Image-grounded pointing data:
- Opening Delimiter -
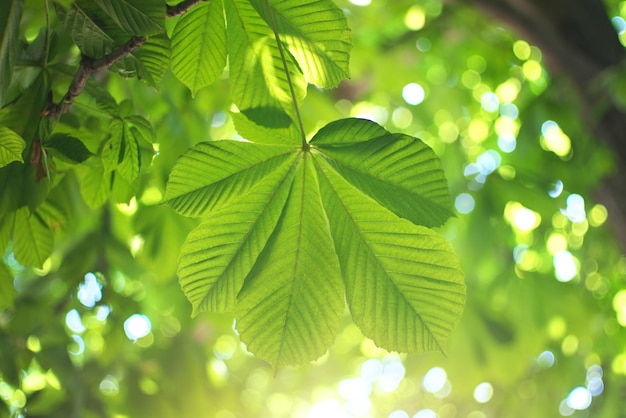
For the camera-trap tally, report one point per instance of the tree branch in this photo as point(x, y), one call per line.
point(181, 7)
point(88, 66)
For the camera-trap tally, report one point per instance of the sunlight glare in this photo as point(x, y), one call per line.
point(434, 379)
point(413, 94)
point(137, 326)
point(483, 392)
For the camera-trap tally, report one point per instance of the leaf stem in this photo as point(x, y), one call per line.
point(305, 145)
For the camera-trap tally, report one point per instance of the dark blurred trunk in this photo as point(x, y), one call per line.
point(578, 40)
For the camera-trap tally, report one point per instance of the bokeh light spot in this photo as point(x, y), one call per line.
point(137, 326)
point(483, 392)
point(413, 94)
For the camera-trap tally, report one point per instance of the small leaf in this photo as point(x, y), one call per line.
point(32, 239)
point(113, 149)
point(11, 146)
point(316, 34)
point(199, 45)
point(138, 17)
point(69, 147)
point(291, 306)
point(214, 174)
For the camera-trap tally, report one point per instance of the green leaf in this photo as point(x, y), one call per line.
point(214, 174)
point(400, 172)
point(264, 135)
point(7, 290)
point(11, 146)
point(154, 57)
point(259, 85)
point(69, 148)
point(139, 17)
point(317, 36)
point(95, 182)
point(220, 252)
point(113, 149)
point(131, 159)
point(10, 15)
point(283, 226)
point(291, 306)
point(199, 45)
point(32, 238)
point(403, 282)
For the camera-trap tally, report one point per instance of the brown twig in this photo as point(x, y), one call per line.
point(87, 67)
point(181, 7)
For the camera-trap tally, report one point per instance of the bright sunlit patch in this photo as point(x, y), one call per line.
point(598, 215)
point(520, 217)
point(508, 91)
point(137, 326)
point(219, 119)
point(90, 291)
point(579, 398)
point(619, 305)
point(546, 359)
point(575, 209)
point(74, 322)
point(483, 392)
point(434, 379)
point(490, 102)
point(415, 18)
point(565, 268)
point(327, 408)
point(595, 385)
point(554, 139)
point(354, 389)
point(464, 203)
point(413, 94)
point(507, 143)
point(556, 190)
point(521, 49)
point(425, 413)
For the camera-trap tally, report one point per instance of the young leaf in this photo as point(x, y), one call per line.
point(291, 306)
point(400, 172)
point(199, 45)
point(70, 148)
point(259, 84)
point(11, 146)
point(316, 34)
point(403, 282)
point(139, 17)
point(32, 239)
point(10, 15)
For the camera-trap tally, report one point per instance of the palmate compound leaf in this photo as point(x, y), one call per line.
point(284, 224)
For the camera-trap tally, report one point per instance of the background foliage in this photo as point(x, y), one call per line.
point(103, 329)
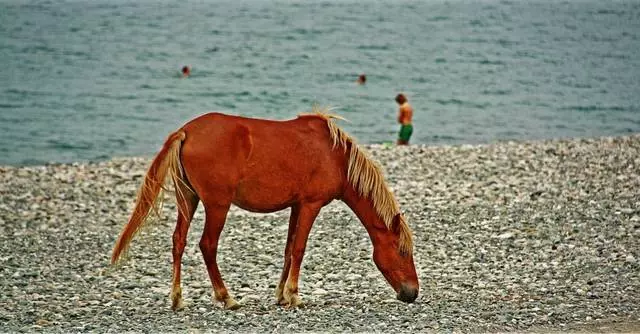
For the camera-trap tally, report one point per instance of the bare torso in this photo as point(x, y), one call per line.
point(405, 114)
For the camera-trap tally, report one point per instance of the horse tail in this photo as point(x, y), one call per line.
point(150, 196)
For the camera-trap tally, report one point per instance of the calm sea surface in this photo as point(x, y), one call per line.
point(89, 80)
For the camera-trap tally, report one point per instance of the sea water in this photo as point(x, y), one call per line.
point(90, 80)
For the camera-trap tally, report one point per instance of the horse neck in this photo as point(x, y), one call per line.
point(364, 209)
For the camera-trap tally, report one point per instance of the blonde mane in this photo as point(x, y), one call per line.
point(366, 177)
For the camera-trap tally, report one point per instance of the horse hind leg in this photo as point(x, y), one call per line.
point(293, 222)
point(186, 209)
point(214, 223)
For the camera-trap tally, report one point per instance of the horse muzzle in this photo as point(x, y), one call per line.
point(407, 293)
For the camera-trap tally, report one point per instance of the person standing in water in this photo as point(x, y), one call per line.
point(186, 71)
point(405, 113)
point(362, 79)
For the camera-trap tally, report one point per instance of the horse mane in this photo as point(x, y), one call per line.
point(365, 175)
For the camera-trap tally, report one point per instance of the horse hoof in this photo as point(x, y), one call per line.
point(294, 301)
point(177, 305)
point(231, 304)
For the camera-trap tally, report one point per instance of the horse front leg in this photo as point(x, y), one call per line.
point(293, 221)
point(306, 216)
point(214, 223)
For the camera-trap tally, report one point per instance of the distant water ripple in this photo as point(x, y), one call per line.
point(89, 80)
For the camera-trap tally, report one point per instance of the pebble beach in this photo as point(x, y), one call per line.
point(536, 236)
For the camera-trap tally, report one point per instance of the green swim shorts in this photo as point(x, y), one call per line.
point(405, 132)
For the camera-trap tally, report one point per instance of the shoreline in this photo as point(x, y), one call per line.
point(510, 236)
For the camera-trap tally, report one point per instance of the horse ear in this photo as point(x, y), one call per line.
point(395, 224)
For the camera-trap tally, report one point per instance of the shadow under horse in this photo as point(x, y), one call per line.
point(265, 166)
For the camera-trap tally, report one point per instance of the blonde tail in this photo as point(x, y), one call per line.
point(166, 163)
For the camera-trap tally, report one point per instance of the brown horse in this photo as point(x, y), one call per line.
point(266, 166)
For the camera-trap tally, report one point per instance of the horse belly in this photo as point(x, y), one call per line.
point(261, 197)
- Closing Delimiter -
# What you need to do
Output the records above exactly as written, but leave out the pictures.

# Exercise result
For the camera-trap tally, report one point per instance of the tree branch in this photo as point(x, y), one call per line.
point(181, 7)
point(88, 66)
For the camera-trap tally, report one point per instance of the sunlight glare in this photo as point(x, y), one call per line.
point(434, 379)
point(413, 94)
point(137, 326)
point(483, 392)
For the camera-trap tally, report one point per instance of the leaf stem in this photo as point(x, y), one call per line.
point(305, 145)
For the camera-trap tally, report one point per instance of the dark blurred trunk in this photo as point(x, y), one call per line.
point(578, 40)
For the camera-trap tally, report one point per instance of the bokeh light spot in this photo as point(x, y), one call per line.
point(137, 326)
point(483, 392)
point(413, 94)
For the camera-trap tally, report one point per instance of the small leaf in this photo as point(x, y), one call per line.
point(32, 239)
point(113, 149)
point(11, 146)
point(316, 34)
point(199, 45)
point(138, 17)
point(69, 147)
point(291, 306)
point(214, 174)
For the camera-trap tally, report one point per instance of the green leaf in this photo as point(x, y), one call per line.
point(214, 174)
point(400, 172)
point(264, 135)
point(7, 290)
point(11, 146)
point(154, 57)
point(259, 85)
point(69, 148)
point(139, 17)
point(317, 36)
point(95, 182)
point(220, 252)
point(113, 149)
point(131, 159)
point(10, 15)
point(283, 226)
point(291, 306)
point(199, 45)
point(32, 238)
point(403, 282)
For the camera-trap tally, report one point per instance of the brown twig in this photo as point(x, y), one call per line.
point(87, 67)
point(181, 7)
For the camera-trap tally, report one point per instance of the bright sunlit patch in this photo as point(x, y), one call per line.
point(598, 215)
point(520, 217)
point(508, 91)
point(137, 326)
point(219, 119)
point(90, 291)
point(579, 398)
point(619, 305)
point(546, 359)
point(575, 209)
point(74, 322)
point(483, 392)
point(434, 379)
point(490, 102)
point(415, 18)
point(565, 268)
point(327, 408)
point(595, 385)
point(554, 139)
point(354, 389)
point(464, 203)
point(413, 94)
point(507, 143)
point(556, 190)
point(521, 49)
point(425, 413)
For the camera-trap tally, report one point per instance of the young leaf in this photo as point(x, y), one call per line.
point(291, 306)
point(400, 172)
point(199, 45)
point(70, 148)
point(259, 84)
point(11, 146)
point(316, 34)
point(403, 282)
point(139, 17)
point(32, 239)
point(10, 15)
For the camera-trap tally, report one point per instance of the palmate compound leaf in this photo as point(x, y), one call per line.
point(284, 224)
For the camera-trap tally, report one point per instance of the background foliage in this photo as point(x, y), one call per line.
point(103, 329)
For the camera-trap tally, report one point per instance of the bare torso in this photo as point(x, y), one call per line.
point(405, 114)
For the camera-trap tally, report one point per instance of the horse tail in this photo as point(x, y), one call per line.
point(150, 196)
For the camera-trap tally, report one point per instance of the calm sea surface in this photo as point(x, y), one call per line.
point(89, 80)
For the camera-trap tally, report one point per instance of the sea water in this photo as point(x, y), one call per line.
point(90, 80)
For the camera-trap tally, report one point per instance of the horse neck in this photo as point(x, y), one call per line.
point(364, 209)
For the camera-trap tally, report one point per instance of the blonde mane in this photo as point(x, y), one call per line.
point(366, 177)
For the camera-trap tally, report one point per instance of the horse hind leg in this photo as point(x, y), one call per line.
point(293, 222)
point(186, 209)
point(214, 223)
For the camera-trap tally, report one point per instance of the horse muzzle in this photo as point(x, y), one call per line.
point(407, 293)
For the camera-trap tally, report one point per instance of the person standing in water in this photo as point(x, y), one call per line.
point(186, 71)
point(405, 113)
point(362, 79)
For the camera-trap tally, report one point per instance of the horse mane in this photo as point(x, y), one call per line.
point(365, 175)
For the camera-trap tally, report one point per instance of the horse hoof in this photo as point(x, y), one call per line.
point(294, 301)
point(177, 305)
point(231, 304)
For the camera-trap tally, report one point per instance of the horse front leg in this photo as point(x, y), one call per line.
point(293, 221)
point(306, 216)
point(214, 223)
For the camera-trap tally, report one point per instance of the distant water ripple in this photo as point(x, y), one call per line.
point(89, 80)
For the camera-trap tally, report one point per instance of the pebble beach in this photo as point(x, y), one call per line.
point(536, 236)
For the camera-trap tally, report one point per instance of the green swim shorts in this photo as point(x, y), one call per line.
point(405, 132)
For the camera-trap tally, report one point per instance of the shoreline in this photo as point(x, y), one call per line.
point(510, 236)
For the camera-trap tally, report one point per instance of the horse ear in this photo as point(x, y), one call per line.
point(395, 224)
For the camera-trap tally, report one point per instance of the shadow under horse in this photo as point(x, y), one call per line.
point(265, 166)
For the camera-trap tally, report one point per instance of the blonde tail in this photo as point(x, y), one call per line.
point(166, 163)
For the camera-trap tally, report one point per instance of the brown horse in this photo as point(x, y), one call per line.
point(266, 166)
For the camera-trap tally, report one point per instance of the horse belly in this photo as point(x, y), one call per line.
point(261, 197)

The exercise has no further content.